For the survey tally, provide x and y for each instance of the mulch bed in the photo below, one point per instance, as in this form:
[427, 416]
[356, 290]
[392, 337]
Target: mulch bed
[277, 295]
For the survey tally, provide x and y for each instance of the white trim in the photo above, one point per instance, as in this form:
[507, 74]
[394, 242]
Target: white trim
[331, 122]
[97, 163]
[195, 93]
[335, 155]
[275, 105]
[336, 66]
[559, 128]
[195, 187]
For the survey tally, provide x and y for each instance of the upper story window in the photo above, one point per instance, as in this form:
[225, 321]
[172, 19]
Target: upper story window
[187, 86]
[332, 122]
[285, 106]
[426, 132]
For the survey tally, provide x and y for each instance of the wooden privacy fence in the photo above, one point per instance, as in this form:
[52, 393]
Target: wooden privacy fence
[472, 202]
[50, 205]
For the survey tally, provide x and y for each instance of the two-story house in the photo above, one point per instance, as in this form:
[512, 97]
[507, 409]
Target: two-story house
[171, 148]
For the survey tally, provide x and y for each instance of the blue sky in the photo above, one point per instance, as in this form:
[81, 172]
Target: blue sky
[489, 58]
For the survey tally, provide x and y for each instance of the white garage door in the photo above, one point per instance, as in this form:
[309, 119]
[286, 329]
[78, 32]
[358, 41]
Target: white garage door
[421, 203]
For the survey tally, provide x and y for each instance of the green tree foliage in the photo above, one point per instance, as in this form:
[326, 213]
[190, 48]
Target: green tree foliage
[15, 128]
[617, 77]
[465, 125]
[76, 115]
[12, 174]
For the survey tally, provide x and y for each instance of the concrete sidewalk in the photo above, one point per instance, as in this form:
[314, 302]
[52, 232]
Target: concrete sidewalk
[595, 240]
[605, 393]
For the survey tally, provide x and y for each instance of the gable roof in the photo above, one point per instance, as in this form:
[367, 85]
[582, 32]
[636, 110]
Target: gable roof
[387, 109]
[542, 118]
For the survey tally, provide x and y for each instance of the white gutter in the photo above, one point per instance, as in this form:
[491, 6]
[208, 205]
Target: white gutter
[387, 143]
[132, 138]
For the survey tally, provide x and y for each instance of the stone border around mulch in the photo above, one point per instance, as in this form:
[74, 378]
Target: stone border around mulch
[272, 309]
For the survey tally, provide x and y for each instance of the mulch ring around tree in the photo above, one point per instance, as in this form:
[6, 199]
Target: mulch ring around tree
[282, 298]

◇ ◇ ◇

Copy out every line of the data above, exactly as given.

- _Completed exercise_:
For the survey tally, provide x and y for each instance of the mulch bed in the photo below, one point per instance, as in this form:
[427, 416]
[356, 290]
[392, 337]
Target: mulch bed
[277, 295]
For the survey tally, provide x and y for each instance of the white trim in the photo above, one point per instance, as in this form:
[507, 74]
[394, 242]
Target: white trim
[331, 122]
[97, 163]
[195, 93]
[335, 155]
[275, 105]
[336, 66]
[559, 128]
[195, 187]
For the survey tally, provide x and y for each instance of the upper story window in the photo above, one point per instance, as in this form:
[225, 321]
[172, 19]
Target: upper story window
[187, 86]
[332, 122]
[285, 106]
[426, 132]
For the survey tally, provide x and y for each instance of the wooden privacy fence in the photo above, one point per instance, as in this form:
[52, 393]
Target: wooden privacy fence
[472, 202]
[50, 205]
For the survey tally, provide x and y for each instance of the two-story house in the photo above, one point per instance, as in this form:
[512, 97]
[507, 409]
Target: two-story house
[171, 148]
For the survey tally, provide x and y for each instance of the blue sky in the photo above, one point per instance, as in this form:
[81, 172]
Target: blue sky
[489, 58]
For the survey tally, provide x and y for each instance of the white garage door in the photo above, one point per instance, as in this form:
[309, 119]
[286, 329]
[78, 32]
[358, 41]
Target: white garage door
[421, 203]
For the survey tally, provide x and y for each instance of the green tree foliage in the photo above, one point per instance, as in this form:
[326, 213]
[190, 48]
Target: green tree foliage
[15, 128]
[617, 77]
[465, 125]
[76, 115]
[12, 174]
For the survey tally, provide x and y for each instance of the concrete sidewalk in the photo above, one point per instance, as in this form:
[314, 302]
[52, 232]
Target: concrete sidewalk
[595, 240]
[605, 393]
For the survey tally, provide x and y for each instance of the gable roof in the photo above, one point per instance, as in this form:
[367, 85]
[582, 32]
[636, 110]
Target: gable roof
[387, 109]
[542, 118]
For the survey tally, provide x and y for each instance of the white gutter in the photo above, one point per instance, as in this form:
[491, 6]
[208, 205]
Target: white gutter
[387, 143]
[132, 138]
For the survey tally, provide x and y for each instance of the stone border around mulch in the photo above, one point per instance, as in this form:
[74, 378]
Target: stone border around mulch
[272, 309]
For the survey tally, provide x and y for each instance of the mulch ring around tree in the photo above, one point per instance, as in this form:
[6, 199]
Target: mulch ring around tree
[282, 298]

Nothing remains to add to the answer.